## DOCUMENT PASSAGE
Experts said while Hong Kong had improved its isolation facilities and stockpiles of personal protective equipment, the government did not act fast enough to stay ahead of the rapidly evolving epidemic, which originated in Wuhan, a transport hub of more than 11 million people.
It was tardy on several fronts: it was too tentative in enforcing tougher border restrictions, and slow to secure supply networks for protection equipment. It also lacked the foresight and will to roll out quarantine facilities, as a result of a complacency that had set in over the years, critics said. Since January 23, when the first two cases were officially confirmed, Hong Kong has 81 confirmed infections of Covid-19, the disease caused by the coronavirus, as of Monday morning.
Responses
There is little argument that Sars had made its residents more alert and the authorities more experienced in handling epidemics. Back in 2003, when the first Sars case entered Hong Kong quietly in late February, officials were relatively unprepared.

## WORK TASK 1
In the passage on Hong Kong's epidemic response, substitute "PPE" for "personal protective equipment" and write out everything from "Experts said while" down to "11 million people.".
## WORK TASK 2
Answer these about the passage on Hong Kong's epidemic response:
(a) In which city did the epidemic originate?
(b) On what date were Hong Kong's first two cases officially confirmed?
(c) How many confirmed infections did Hong Kong have as of Monday morning?
The records that follow come from a separate source.

## GIVEN RECORDS
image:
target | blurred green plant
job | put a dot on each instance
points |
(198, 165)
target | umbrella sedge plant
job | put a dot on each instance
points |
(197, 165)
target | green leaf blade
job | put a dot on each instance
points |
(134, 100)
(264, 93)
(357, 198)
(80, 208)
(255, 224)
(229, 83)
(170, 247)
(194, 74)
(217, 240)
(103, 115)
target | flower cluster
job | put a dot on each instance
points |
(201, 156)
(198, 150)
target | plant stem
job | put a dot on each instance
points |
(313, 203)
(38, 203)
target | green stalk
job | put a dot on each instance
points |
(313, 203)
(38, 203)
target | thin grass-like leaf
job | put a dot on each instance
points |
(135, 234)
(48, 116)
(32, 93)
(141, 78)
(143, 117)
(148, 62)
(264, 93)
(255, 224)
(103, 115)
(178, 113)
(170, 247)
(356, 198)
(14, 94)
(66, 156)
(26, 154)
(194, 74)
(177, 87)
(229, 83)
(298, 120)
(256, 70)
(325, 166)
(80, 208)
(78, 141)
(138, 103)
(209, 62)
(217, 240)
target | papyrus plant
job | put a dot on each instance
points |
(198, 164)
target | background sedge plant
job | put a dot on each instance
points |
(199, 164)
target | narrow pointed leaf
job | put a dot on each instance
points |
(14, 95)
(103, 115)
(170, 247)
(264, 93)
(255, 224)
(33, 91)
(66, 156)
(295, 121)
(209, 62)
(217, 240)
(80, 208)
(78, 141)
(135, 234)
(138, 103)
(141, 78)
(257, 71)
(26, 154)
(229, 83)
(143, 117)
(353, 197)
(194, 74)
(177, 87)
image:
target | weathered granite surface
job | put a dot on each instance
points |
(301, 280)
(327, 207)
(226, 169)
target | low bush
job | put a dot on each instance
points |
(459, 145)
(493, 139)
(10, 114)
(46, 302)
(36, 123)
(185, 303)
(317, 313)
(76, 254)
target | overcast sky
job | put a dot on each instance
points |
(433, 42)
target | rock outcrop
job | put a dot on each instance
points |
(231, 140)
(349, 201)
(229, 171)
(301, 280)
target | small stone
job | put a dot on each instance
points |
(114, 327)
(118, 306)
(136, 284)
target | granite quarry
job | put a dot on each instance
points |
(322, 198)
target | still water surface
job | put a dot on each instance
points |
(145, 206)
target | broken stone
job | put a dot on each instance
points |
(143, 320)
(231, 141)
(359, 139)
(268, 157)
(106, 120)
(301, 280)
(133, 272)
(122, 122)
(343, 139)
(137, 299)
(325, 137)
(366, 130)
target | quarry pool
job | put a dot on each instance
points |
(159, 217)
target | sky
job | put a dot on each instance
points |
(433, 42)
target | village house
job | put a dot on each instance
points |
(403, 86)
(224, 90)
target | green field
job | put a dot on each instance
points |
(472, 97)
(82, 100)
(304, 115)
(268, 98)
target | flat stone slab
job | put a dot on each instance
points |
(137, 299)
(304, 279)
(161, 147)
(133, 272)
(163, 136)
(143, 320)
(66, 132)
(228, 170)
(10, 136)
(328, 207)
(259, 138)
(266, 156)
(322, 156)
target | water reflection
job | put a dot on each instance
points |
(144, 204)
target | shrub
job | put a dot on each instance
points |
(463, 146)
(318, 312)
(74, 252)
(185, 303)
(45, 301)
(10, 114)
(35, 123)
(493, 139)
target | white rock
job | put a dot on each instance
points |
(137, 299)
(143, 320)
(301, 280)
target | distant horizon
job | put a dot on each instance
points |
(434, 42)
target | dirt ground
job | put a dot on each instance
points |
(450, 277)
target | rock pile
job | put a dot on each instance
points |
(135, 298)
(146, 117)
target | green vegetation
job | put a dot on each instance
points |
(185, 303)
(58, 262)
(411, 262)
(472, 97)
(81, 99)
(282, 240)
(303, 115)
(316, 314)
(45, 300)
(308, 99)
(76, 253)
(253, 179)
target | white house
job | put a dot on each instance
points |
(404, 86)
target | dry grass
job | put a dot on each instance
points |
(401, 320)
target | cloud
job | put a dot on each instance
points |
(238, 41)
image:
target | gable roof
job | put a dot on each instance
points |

## REPLY 1
Experts said while Hong Kong had improved its isolation facilities and stockpiles of PPE, the government did not act fast enough to stay ahead of the rapidly evolving epidemic, which originated in Wuhan, a transport hub of more than 11 million people.

## REPLY 2
(a) Wuhan
(b) January 23
(c) 81